* [Text section]:

—————

I know this thread is old, but I am running into the same problem. I have Tivo Series 2 and I first converted a show with VideoRedo to mpg. WMP could playback fine. DivX player could not -- no audio. (aside: I also tried playback through Tivo player to see if it could play an MPG -- rather than .tivo -- and surprised that it did).

I further converted that .mpg with AnyVideoConverter-free to 5 various flavors of .mp4 to view on my Android smartphone. AVC did not have my exact device. One played on phone with no audio, 3 loaded and crashed, one had error "can't load". I tried 2 different players on smartphone w/same results for both players.

These same mp4's mostly play on my PC fine with WMP or Divx - except 1 in Divx or WMP has no audio (that's the one that loads and plays on smartphone but also no audio).

So how do I figure out who/what to blame? Is it the initial conversion? The 2nd conversions? the players? My PC? My phone? 

Does the type of broadcast even matter? (local broadcast via cable SDTV)

I don't want to willy nilly install a bunch of codecs (or anything) on my PC without understanding the problem first, but I'm not sure how to investigate. I could try different players and converters and gather more info, but my spreadsheet is getting crowded already and making my head spin. Hopefully I have gathered enough datapoints for someone knowledgeable to guide me.

I'm not a fan of opensource software, so VideoRedo -- although pricey -- is probably going to be my first level decoder. In trial now. I prefer finished, mainstream products with standard windows style install and interface geared to simple user. Maybe this discussion should be in the VideoRedo forums (assuming they have some, haven't looked), but TivoCommunity is my goto forum first!!

p.s. divx 3 suggested I might need a directshow Ac3filter codec, but when I went looking around I saw reports of AVG detecting malware in it, so I stopped that pursuit.


----------



## hershey4 (May 31, 2006)

hershey4 said:


> These same mp4's mostly play on my PC fine with WMP or Divx - except 1 in Divx or WMP has no audio (that's the one that loads and plays on smartphone but also no audio).


oops... new datapoint... I just re-reviewed my notes and the no-audio mp4 is the one I made with Divx Converter (trial). That makes sense because DivX Player had no audio from the original MPG. gigo


----------



## dlfl (Jul 6, 2006)

Hard to give simple advice here.

What output formats are important to you? (You mention both .mp4 and .mpg).

What display devices/software are important to you. For the PC, just get VideoLan's VLC player and you should be covered without worrying about audio codecs or any other pesky details.

Is Dolby 5.1 audio important to you on some playback device(s)? Or is stereo enough?

You seem to prefer "polished" software. I suspect VideoReDo TVSuite 4 (H.264) should do everything you want. The Output Profiles can be set to pass thru 5.1 audio if it exists in the input file, or they will re-encode the audio to stereo AAC for .mp4 files.

—————

* [Material shown]:
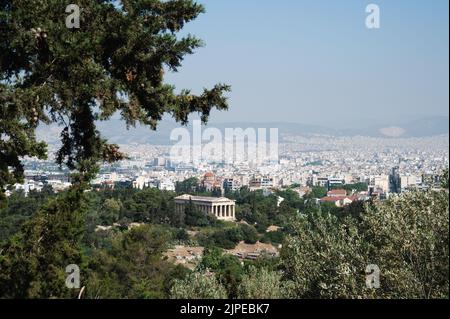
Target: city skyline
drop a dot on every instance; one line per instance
(316, 62)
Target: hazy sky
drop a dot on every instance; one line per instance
(314, 61)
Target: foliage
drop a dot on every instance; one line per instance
(114, 63)
(261, 284)
(406, 237)
(132, 268)
(198, 285)
(34, 260)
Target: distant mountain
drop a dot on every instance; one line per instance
(424, 127)
(116, 132)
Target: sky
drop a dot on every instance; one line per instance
(315, 62)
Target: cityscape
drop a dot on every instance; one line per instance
(224, 158)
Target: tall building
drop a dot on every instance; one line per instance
(395, 182)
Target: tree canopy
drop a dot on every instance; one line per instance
(113, 64)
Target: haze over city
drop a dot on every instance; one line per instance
(316, 62)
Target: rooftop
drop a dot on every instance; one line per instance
(187, 197)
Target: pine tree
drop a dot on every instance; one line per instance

—————

* [Actions to take]:
- A) Answer these questions from the forum thread about converting TiVo recordings:
(i) Which program was first used to convert a show to mpg?
(ii) Which program made the mp4 that has no audio?
(iii) Which player does the reply dated Jul 6, 2006 recommend for the PC?
- B) Carry on the forum thread about converting TiVo recordings from the point where it stops.

* [The results]:
- A)
(i) VideoRedo
(ii) Divx Converter (trial)
(iii) VideoLan's VLC player

- B)
----------



## hershey4 (May 31, 2006)

I ultimately want .mp4 so I can load it on my android HTC Rezound. I don't care too much about the format on my PC -- WMP seems very versatile and successful. Space is not an issue at this point. I am not considering VRD 264. VideoRedoTVSuiteV3 is the maximum I will consider spending (albeit reluctantly). So that's why I mentioned .mpg. MPEG-2 is what VRD-V3 produces to get me to .mp4 using other software, right?

On the phone, I tried two players -- Stock and QuickPic. But I don't suspect its these players. I suspect its some part of the conversion from .Tivo to .mpg to mp4. I am trying to figure out which leg of the trip causes the difficulty in the end piece.

The fact that DivX player on the PC did not have audio on the .mpg is merely a potential clue that the VideoRedo conversion may be suspect. Or maybe not.

In browsing the VR forums (before I saw your answer), I saw that I can specify the audio output type. That got me quite excited that specifying MPEG-2 explicitly would fix everything so that dolby wasn't being requested! Alas, it did not. I doubt I have Dolby sound anywhere. No clue. Don't really need it.

I also saw on the VR forums that I can output the specs. This is the converted clip of the show with MPEG-2 audio setting. I don't know how to interpret any of this. How does this look:


File Name: W:\Videos\_VideoRedo\ChronicleV2.mpg
File Size: 249204736 ( 0.23 GB )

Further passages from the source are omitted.